*Задание*: Можете ещё раз привести все данные ниже, не меняя в них ни строки?

Данные с точечной разметкой
--
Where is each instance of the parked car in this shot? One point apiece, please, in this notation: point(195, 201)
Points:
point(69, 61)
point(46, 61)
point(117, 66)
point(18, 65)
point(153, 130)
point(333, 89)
--
*Ответ к заданию*:
Where is each instance of the parked car in this shot? One point apiece, please, in this notation: point(195, 201)
Points:
point(69, 61)
point(46, 61)
point(117, 66)
point(18, 65)
point(153, 130)
point(333, 89)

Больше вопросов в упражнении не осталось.